- Exercise 1 -
Answer these questions from the passage on Maxed Out:
(a) Who does the passage say we want to keep up with?
(b) Which two credit card companies does it name as predatory lenders?
(c) Where are college students likely to find tables offering sign-ups for new credit cards?

##############################

I think many of us know the answer but simply refuse to acknowledge it: we want to keep up with the Jones'. They have a new car, we need a new car. They have a new washer/dryer, we need a new one. It is a cycle being perpetuated by the credit industry and we, the consumers, have been drawn to it like moths to a flamethrower.
Maxed Out gives us insights that should make one angry and fearful. Predatory lenders like MBNA, Capitol One, and other credit card companies target those that are least likely to be able to afford credit. Why? Because these are the people who max out their cards then pay the minimum monthly amounts until ...either bankrupt or death do them part. It's a marriage made in Hell and it continues to this day. College students who enter a new campus are likely to find tables set up near their dorms offering sign ups for new credit cards. Why? Again, because they can't afford it (sadly these are the people who end up in the worst situations, often dangling from their necks in dorm room closets).

##############################

- Exercise 2 -
Count the lines of the records that contain the string "hoodie", treating case as significant. Give only the number.

(Records contained in the dataset)
##############################

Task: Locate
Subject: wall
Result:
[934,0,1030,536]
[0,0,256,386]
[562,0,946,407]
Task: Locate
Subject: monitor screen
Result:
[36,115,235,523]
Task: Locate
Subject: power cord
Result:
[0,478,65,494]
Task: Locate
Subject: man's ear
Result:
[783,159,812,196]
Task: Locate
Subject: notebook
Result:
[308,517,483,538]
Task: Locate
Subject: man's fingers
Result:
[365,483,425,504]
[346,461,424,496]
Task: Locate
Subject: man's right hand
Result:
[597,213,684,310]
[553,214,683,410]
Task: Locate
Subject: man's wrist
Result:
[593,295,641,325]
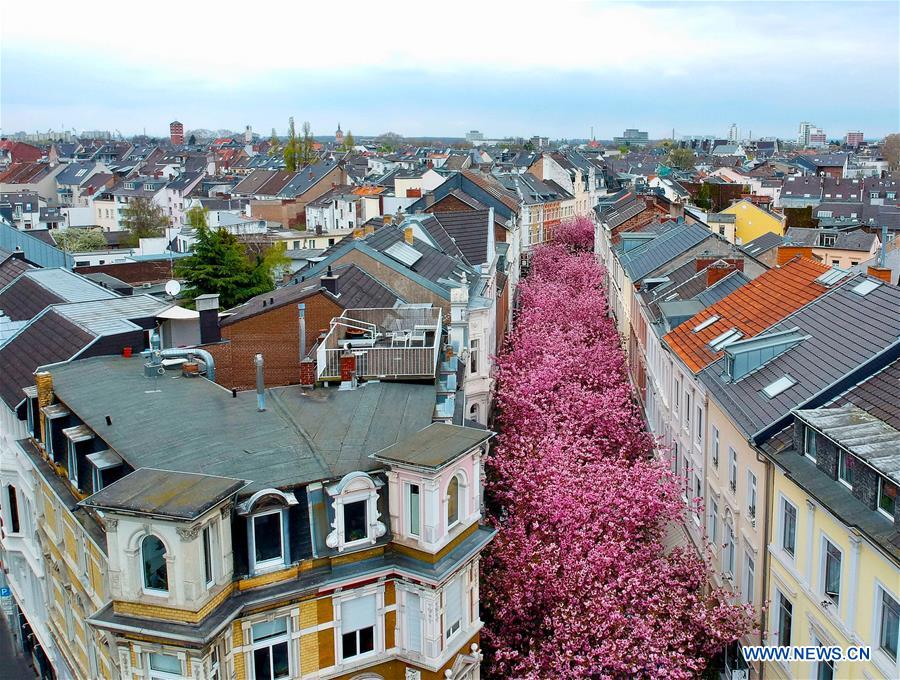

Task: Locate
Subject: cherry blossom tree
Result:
[482,218,755,678]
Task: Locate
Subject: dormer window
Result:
[141,534,169,595]
[325,472,387,552]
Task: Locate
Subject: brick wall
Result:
[206,293,343,390]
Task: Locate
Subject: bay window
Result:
[341,595,376,659]
[251,616,291,680]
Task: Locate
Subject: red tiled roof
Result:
[663,257,829,373]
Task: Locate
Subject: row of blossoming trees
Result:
[483,218,754,678]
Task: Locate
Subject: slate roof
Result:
[51,357,436,494]
[0,309,95,409]
[222,264,403,327]
[81,468,244,520]
[433,210,494,265]
[663,257,828,373]
[372,423,494,469]
[619,224,715,283]
[704,275,900,441]
[740,231,784,257]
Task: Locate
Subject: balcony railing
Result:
[316,307,443,380]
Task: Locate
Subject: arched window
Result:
[447,477,459,529]
[141,536,169,592]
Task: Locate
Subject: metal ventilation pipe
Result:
[253,354,266,411]
[159,347,216,382]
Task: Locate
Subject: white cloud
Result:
[2,0,897,85]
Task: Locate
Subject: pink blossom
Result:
[482,218,755,678]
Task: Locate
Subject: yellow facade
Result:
[766,467,900,680]
[722,199,784,243]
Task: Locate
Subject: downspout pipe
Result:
[159,347,216,382]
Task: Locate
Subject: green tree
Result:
[122,198,169,246]
[175,226,286,308]
[53,227,109,253]
[284,116,300,172]
[297,120,316,167]
[666,149,694,170]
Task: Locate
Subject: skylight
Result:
[384,241,422,267]
[852,279,881,295]
[694,314,719,333]
[763,375,797,399]
[709,328,744,352]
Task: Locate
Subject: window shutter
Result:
[406,593,422,652]
[444,576,462,628]
[341,595,375,633]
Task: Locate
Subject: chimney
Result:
[319,265,339,297]
[253,354,266,412]
[194,293,222,345]
[706,260,735,288]
[866,267,891,284]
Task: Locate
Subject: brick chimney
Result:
[319,265,339,297]
[706,260,736,288]
[194,293,222,345]
[866,267,891,284]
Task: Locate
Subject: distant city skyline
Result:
[0,0,900,139]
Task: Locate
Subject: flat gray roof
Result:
[50,356,436,493]
[372,423,494,469]
[81,468,246,520]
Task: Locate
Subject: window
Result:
[341,595,375,659]
[251,510,284,569]
[803,425,816,463]
[878,477,897,519]
[147,654,181,680]
[781,498,797,557]
[406,484,421,536]
[344,500,368,543]
[722,522,734,578]
[708,499,719,545]
[713,425,719,467]
[744,553,756,602]
[747,470,756,519]
[447,476,459,529]
[67,440,78,489]
[444,576,462,640]
[406,593,422,652]
[823,539,841,606]
[141,536,169,593]
[728,446,737,493]
[252,616,291,680]
[6,484,21,534]
[878,589,900,661]
[838,449,853,489]
[775,593,794,647]
[203,524,216,587]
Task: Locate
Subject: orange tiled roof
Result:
[663,257,829,373]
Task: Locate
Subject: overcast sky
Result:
[0,0,900,138]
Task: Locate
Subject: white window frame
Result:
[403,481,422,538]
[248,508,286,574]
[245,614,295,680]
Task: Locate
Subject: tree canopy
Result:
[175,226,284,308]
[122,197,169,246]
[53,227,108,253]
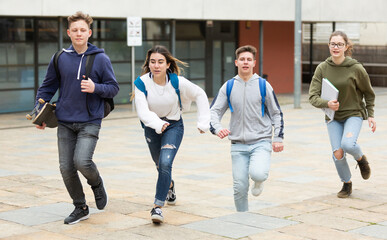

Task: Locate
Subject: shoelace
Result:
[70,208,84,217]
[154,208,162,215]
[93,184,103,199]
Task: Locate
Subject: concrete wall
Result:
[0,0,387,22]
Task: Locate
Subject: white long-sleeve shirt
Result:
[134,73,211,134]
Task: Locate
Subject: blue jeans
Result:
[58,123,101,207]
[144,118,184,206]
[327,117,363,182]
[231,140,272,212]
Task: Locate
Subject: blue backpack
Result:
[226,77,266,117]
[134,73,182,110]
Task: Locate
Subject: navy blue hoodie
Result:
[36,43,119,124]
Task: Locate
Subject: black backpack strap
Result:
[54,49,64,86]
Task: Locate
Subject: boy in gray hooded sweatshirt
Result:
[211,45,284,212]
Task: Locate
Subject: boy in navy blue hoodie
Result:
[36,12,119,224]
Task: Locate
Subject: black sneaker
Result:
[337,182,352,198]
[64,205,89,224]
[151,207,164,223]
[357,155,371,180]
[91,176,108,210]
[166,180,176,205]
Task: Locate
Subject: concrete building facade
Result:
[0,0,387,113]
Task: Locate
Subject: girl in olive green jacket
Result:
[309,31,376,198]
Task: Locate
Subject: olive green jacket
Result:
[309,57,375,121]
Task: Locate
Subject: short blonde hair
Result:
[67,11,93,28]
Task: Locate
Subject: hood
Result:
[325,56,360,67]
[63,43,105,80]
[63,43,105,55]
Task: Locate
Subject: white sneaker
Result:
[251,182,263,196]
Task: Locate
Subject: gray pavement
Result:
[0,88,387,240]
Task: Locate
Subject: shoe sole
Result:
[337,194,351,198]
[65,214,90,225]
[151,216,164,223]
[95,175,109,210]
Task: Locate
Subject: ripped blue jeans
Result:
[327,117,363,182]
[144,118,184,206]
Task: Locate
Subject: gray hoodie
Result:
[211,74,284,144]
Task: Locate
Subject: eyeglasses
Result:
[328,42,345,49]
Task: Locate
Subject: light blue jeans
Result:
[327,117,363,182]
[144,118,184,206]
[231,140,272,212]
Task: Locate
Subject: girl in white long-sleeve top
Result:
[134,45,210,223]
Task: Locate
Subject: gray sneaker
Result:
[91,176,109,210]
[151,207,164,223]
[64,205,89,224]
[337,182,352,198]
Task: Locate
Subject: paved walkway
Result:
[0,88,387,240]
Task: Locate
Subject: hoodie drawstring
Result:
[77,54,85,80]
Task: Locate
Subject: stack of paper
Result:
[321,78,339,121]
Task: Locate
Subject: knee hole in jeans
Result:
[333,148,344,160]
[345,132,353,138]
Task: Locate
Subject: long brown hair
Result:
[130,45,188,101]
[141,45,188,75]
[329,31,353,57]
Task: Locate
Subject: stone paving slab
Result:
[183,219,265,239]
[0,203,99,226]
[351,225,387,239]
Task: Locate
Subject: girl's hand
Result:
[161,123,169,132]
[217,128,230,139]
[328,100,340,111]
[368,117,376,132]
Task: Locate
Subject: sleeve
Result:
[93,54,119,98]
[134,87,167,134]
[35,57,59,106]
[179,77,210,132]
[356,66,375,117]
[309,65,328,108]
[210,83,228,135]
[266,82,284,142]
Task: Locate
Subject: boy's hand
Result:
[272,142,284,152]
[35,123,46,130]
[81,75,95,93]
[216,128,230,139]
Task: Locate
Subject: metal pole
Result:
[58,17,63,50]
[132,46,136,112]
[309,23,313,80]
[171,20,176,56]
[259,21,263,77]
[294,0,301,108]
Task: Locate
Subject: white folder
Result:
[321,78,339,122]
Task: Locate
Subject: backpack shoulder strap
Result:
[54,49,64,82]
[259,77,266,117]
[134,77,148,97]
[226,78,235,112]
[169,73,182,110]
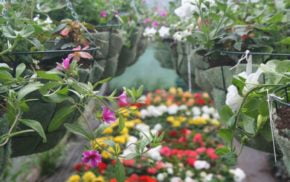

##############################

- Written answer 1 -
(a) The Jones'
(b) MBNA and Capitol One
(c) Near their dorms

- Written answer 2 -
4